EXERCISE AIM:
Continue the passage below about fairness constraints and false positive rates, starting right after its last sentence and ignoring the data that follows it.

PASSAGE SHOWN:
------------------------------------------------

It actually ends up that the difference in false positive rates between the two racial groups, even in models that do not incorporate the fairness constraint in the loss function, are quite similar. Here is a model using the same architecture but just the usual Brier Score loss. (Code not shown, see the `m1`

model in the `01_AnalysisFair.py`

file in the shared dropbox link earlier.)

You can read mine and Gio’s paper (or George Mohler and Mike Porter’s paper) about why this particular fairness function is not the greatest. In general it probably makes more sense to use an additive fairness loss instead of multiplicative, but in this dataset it won’t matter very much no matter how you slice it in terms of false positive rates. (It appears in retrospect the Compas data that started the whole false positive thing is somewhat idiosyncratic.)

------------------------------------------------

(Position identification records)
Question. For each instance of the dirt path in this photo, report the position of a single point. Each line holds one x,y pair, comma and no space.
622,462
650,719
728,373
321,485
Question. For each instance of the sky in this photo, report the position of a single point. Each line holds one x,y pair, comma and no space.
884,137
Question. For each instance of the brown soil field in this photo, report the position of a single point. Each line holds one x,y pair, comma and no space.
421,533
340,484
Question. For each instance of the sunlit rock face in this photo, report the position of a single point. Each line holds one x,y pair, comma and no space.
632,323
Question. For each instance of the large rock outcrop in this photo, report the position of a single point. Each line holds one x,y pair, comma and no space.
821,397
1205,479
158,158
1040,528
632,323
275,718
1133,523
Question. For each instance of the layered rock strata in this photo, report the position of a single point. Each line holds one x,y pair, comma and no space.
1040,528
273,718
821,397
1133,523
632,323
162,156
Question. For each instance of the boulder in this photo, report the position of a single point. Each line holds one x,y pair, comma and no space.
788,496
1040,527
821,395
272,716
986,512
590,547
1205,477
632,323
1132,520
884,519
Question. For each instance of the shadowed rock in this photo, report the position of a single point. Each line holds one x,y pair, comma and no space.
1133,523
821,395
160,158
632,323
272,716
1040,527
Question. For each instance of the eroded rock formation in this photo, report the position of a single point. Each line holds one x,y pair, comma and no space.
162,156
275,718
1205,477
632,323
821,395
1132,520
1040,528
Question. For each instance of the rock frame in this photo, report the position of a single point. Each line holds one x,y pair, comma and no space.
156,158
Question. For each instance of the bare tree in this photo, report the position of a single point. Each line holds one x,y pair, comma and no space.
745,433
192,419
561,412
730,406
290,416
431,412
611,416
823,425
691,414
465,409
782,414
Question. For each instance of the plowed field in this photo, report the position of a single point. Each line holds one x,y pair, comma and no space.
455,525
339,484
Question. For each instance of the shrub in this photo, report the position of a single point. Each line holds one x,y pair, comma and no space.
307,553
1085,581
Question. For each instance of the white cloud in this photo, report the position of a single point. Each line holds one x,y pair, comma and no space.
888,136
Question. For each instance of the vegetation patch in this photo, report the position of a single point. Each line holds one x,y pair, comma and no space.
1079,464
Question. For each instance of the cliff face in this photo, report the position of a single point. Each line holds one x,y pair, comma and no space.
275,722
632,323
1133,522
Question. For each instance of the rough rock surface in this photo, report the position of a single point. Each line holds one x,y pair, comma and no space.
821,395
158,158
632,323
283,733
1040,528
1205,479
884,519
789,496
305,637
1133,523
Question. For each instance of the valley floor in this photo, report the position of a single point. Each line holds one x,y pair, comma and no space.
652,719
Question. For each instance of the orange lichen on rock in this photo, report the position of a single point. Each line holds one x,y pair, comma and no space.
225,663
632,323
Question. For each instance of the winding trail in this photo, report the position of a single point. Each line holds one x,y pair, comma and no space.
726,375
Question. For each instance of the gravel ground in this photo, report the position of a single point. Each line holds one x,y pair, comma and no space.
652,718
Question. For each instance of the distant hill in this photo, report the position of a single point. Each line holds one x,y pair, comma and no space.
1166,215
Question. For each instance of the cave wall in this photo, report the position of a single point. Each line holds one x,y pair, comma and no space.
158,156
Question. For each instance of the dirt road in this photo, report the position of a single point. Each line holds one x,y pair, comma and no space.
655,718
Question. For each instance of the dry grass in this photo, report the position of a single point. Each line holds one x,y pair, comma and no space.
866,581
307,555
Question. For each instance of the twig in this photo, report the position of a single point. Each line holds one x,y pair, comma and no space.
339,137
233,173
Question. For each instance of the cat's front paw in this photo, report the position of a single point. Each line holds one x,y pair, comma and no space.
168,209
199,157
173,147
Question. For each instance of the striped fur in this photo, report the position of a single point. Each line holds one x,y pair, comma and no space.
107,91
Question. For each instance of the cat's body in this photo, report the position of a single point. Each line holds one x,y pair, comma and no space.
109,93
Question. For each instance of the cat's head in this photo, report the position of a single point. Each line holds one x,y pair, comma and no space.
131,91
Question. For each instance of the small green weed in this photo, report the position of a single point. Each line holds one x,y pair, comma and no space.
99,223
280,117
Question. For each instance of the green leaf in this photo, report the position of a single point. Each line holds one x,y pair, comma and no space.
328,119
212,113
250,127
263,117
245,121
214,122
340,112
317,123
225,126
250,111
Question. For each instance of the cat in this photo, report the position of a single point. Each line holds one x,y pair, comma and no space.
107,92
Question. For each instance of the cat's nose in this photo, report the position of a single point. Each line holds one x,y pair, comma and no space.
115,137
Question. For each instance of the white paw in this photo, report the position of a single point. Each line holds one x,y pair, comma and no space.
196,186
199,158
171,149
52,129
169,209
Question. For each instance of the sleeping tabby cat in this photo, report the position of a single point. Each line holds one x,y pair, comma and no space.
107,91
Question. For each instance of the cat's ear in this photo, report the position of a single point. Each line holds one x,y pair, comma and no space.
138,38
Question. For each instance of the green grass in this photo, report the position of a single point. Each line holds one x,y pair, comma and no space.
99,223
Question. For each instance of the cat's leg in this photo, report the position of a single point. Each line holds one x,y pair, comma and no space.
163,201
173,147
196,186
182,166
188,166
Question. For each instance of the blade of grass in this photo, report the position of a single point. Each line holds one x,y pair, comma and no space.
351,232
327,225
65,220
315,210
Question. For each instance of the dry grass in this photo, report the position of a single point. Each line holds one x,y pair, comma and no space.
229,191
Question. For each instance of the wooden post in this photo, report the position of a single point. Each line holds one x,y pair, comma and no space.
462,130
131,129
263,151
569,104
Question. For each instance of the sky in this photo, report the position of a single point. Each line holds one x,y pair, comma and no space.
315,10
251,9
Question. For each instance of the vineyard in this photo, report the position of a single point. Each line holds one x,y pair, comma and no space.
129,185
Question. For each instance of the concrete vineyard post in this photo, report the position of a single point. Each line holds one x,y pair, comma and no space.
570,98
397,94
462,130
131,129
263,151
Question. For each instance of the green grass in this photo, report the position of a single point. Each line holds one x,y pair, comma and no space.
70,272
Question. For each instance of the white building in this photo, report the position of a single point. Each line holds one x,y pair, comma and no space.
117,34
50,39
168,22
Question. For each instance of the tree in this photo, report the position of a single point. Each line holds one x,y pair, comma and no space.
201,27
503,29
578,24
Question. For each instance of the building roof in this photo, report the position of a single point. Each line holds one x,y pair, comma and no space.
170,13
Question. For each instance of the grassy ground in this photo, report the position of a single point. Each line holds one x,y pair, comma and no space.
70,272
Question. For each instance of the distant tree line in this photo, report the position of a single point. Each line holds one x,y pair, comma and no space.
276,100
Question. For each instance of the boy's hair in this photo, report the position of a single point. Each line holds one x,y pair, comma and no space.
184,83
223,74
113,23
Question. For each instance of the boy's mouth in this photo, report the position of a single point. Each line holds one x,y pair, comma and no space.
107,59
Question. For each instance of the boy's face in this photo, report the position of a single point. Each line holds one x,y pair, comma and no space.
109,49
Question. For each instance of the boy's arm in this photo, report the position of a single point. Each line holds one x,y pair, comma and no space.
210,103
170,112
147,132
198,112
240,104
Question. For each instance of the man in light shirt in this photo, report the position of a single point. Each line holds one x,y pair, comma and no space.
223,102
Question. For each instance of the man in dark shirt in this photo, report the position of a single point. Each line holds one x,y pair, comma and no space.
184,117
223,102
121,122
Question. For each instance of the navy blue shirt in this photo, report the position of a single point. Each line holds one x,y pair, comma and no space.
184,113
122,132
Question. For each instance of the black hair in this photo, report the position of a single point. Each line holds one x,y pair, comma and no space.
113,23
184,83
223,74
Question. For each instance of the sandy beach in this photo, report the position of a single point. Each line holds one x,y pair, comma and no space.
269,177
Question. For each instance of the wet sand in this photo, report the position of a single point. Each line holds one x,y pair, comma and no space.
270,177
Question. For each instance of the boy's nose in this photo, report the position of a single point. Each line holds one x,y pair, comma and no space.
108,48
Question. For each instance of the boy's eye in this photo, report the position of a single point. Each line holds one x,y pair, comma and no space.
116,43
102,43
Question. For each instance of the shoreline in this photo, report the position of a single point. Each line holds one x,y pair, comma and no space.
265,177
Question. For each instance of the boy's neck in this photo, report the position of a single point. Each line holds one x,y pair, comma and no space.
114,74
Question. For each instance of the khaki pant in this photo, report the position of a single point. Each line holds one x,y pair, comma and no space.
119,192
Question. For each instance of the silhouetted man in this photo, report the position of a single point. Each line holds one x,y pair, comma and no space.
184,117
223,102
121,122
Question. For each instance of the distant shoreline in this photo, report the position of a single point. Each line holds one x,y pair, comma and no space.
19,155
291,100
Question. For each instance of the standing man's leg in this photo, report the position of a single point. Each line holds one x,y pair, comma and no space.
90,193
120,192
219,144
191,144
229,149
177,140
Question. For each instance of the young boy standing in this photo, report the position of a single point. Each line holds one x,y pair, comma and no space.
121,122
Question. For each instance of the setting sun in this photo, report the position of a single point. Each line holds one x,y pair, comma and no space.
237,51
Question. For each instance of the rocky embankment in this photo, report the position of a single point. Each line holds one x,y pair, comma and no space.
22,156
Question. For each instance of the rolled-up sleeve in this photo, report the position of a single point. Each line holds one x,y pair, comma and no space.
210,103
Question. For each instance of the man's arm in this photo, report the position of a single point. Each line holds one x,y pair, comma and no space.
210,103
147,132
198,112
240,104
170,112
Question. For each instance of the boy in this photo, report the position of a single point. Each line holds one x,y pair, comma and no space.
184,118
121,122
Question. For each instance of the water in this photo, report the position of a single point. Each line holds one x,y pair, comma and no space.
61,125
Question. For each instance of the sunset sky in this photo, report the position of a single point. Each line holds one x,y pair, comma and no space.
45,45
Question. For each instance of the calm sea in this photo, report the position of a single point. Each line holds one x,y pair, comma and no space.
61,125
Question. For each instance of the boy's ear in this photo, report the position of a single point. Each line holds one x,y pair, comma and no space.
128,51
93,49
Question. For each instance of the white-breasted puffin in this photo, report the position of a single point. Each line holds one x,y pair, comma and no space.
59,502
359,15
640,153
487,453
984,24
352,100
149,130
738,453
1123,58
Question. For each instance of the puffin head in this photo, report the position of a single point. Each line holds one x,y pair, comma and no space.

------------------------------------------------

OUTPUT OF THE TASK:
There are other potential oddities that can occur with such fair loss functions. For example if you had the choice between false positive rates for `(white,black)`

of `(0.62,0.60)`

vs `(0.62,0.62)`

, the latter is more fair, but the minority class is worse off. It may make more sense to have an error metric that sets the max false positive rate you want, and then just has weights for different groups to push them down to that set threshold.

These aren’t damning critiques of fair loss functions (these can be amended/changed to behave better), but in the end defining fair loss functions will be very tricky. Both for empirical reasons as well as for ethical ones – they will ultimately involve quite a few trade-offs.